> _TASK DIRECTIONS_: Starting at the line with "Could you please point to the phone", copy each line through the last one below exactly as written, without any pictures.
[Start of EXTRACTED MATERIAL]
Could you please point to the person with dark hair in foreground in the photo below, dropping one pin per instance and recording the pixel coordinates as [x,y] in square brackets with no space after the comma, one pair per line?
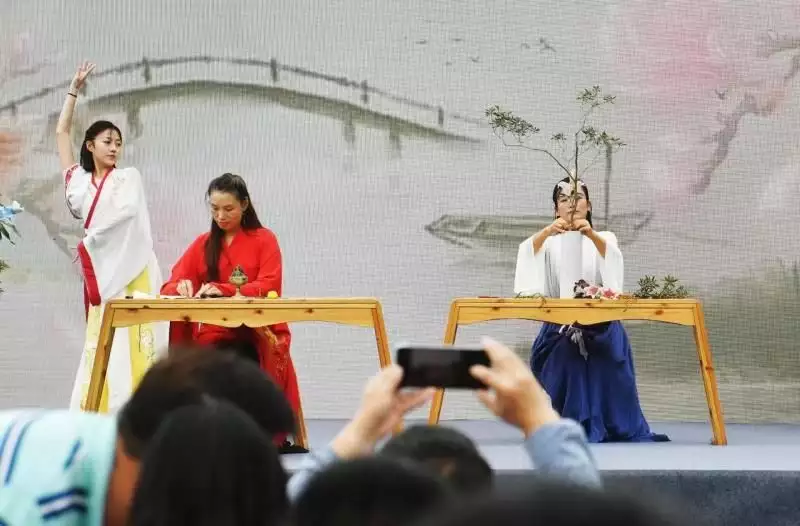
[240,480]
[557,446]
[235,241]
[446,452]
[547,503]
[372,491]
[75,468]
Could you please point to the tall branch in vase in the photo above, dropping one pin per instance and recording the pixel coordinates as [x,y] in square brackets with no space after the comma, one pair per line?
[575,152]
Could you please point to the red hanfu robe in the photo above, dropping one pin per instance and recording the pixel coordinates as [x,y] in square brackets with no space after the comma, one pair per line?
[258,254]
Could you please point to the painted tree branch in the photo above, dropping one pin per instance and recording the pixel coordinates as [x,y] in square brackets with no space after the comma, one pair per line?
[585,138]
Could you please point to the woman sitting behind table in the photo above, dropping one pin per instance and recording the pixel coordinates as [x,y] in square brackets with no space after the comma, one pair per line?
[587,370]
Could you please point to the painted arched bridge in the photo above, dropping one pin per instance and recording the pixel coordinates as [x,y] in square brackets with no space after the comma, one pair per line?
[134,85]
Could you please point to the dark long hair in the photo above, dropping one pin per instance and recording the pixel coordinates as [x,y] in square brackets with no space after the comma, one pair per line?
[230,184]
[557,190]
[210,464]
[87,161]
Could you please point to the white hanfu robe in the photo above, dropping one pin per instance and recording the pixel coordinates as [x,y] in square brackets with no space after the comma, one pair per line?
[539,273]
[117,260]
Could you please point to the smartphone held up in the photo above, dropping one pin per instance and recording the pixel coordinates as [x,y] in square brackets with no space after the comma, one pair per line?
[443,366]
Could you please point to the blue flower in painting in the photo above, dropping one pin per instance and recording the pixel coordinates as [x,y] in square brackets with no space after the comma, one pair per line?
[7,213]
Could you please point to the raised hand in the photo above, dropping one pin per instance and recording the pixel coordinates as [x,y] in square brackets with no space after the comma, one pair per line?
[513,394]
[185,288]
[80,76]
[383,407]
[583,226]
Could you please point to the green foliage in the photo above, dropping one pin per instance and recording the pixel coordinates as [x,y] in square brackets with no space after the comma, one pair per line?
[3,266]
[586,139]
[6,229]
[649,287]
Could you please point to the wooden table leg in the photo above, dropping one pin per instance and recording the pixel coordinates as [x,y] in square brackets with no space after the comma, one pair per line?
[381,339]
[709,377]
[100,366]
[449,339]
[302,432]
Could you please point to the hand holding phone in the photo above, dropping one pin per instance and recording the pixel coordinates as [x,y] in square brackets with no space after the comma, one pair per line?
[441,366]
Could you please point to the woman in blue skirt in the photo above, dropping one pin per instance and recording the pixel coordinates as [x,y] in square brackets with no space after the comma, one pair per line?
[587,370]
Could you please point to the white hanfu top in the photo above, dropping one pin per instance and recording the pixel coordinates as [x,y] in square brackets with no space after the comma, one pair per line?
[539,273]
[117,242]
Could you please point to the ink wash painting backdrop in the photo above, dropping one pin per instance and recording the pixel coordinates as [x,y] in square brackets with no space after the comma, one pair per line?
[359,128]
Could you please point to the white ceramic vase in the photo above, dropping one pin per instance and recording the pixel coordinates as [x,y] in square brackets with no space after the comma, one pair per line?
[570,262]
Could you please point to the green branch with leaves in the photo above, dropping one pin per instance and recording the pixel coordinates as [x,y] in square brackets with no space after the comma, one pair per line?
[669,288]
[568,150]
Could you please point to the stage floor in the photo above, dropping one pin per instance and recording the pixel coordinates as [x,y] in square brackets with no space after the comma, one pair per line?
[750,447]
[754,480]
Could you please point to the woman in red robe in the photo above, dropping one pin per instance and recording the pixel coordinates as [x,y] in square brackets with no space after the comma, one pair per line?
[236,238]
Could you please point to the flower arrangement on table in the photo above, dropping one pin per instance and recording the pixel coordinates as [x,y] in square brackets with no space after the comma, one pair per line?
[649,288]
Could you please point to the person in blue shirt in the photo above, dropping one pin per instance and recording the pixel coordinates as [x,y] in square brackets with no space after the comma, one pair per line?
[64,468]
[556,446]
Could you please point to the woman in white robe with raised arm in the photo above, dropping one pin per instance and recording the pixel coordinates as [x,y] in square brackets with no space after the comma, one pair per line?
[587,370]
[116,253]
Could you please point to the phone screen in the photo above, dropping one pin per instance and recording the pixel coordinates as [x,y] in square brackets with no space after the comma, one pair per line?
[442,366]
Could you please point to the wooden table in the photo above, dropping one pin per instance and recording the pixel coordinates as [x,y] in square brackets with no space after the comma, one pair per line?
[688,312]
[233,312]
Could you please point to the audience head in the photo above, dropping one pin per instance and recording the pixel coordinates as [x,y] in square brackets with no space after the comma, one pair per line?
[370,491]
[540,502]
[563,206]
[188,377]
[210,464]
[446,452]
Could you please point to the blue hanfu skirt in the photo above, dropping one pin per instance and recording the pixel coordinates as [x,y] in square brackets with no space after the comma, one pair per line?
[593,381]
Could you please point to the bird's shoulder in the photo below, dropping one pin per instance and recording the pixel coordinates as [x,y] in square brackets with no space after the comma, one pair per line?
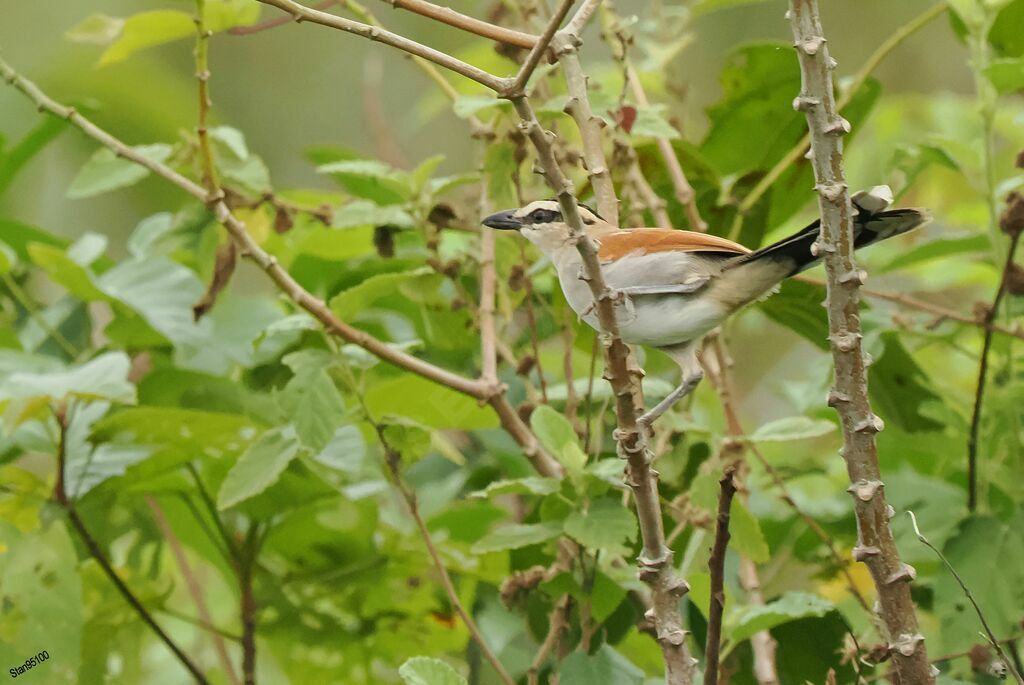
[620,243]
[End of EXTRACTED MATERIAL]
> _FINAL RESULT_:
Could you please point to the phone screen in the photo above, dropping one pin per instance and recording the pixel coordinates as [x,y] in square brackets with no space after the comma, one pair per line?
[442,366]
Could you please point to the wooden table in the photo above, dropping one pin per instance and recording the pixel coordinates as [x,y] in square brackets with no space after the comma, one pair per line?
[688,312]
[233,312]
Could you please point to the audience head in the photo above, dropping one pin per instance and recording the pixel coordinates as [x,y] in square brackets with no space after the comma, one pair per line?
[370,491]
[540,502]
[563,206]
[188,377]
[210,464]
[446,452]
Could you please point to the blue hanfu skirt in the photo above, dropping one pin per instance and recording the pixel coordinates as [x,y] in square brackets with no space after the comma, one pair per line?
[593,381]
Could you please point to the bird's shoulder in the photo below, dropping one pin per instance and recording the pixel coordinates as [x,y] in square brackets with no space after the comma, one pair per line?
[620,243]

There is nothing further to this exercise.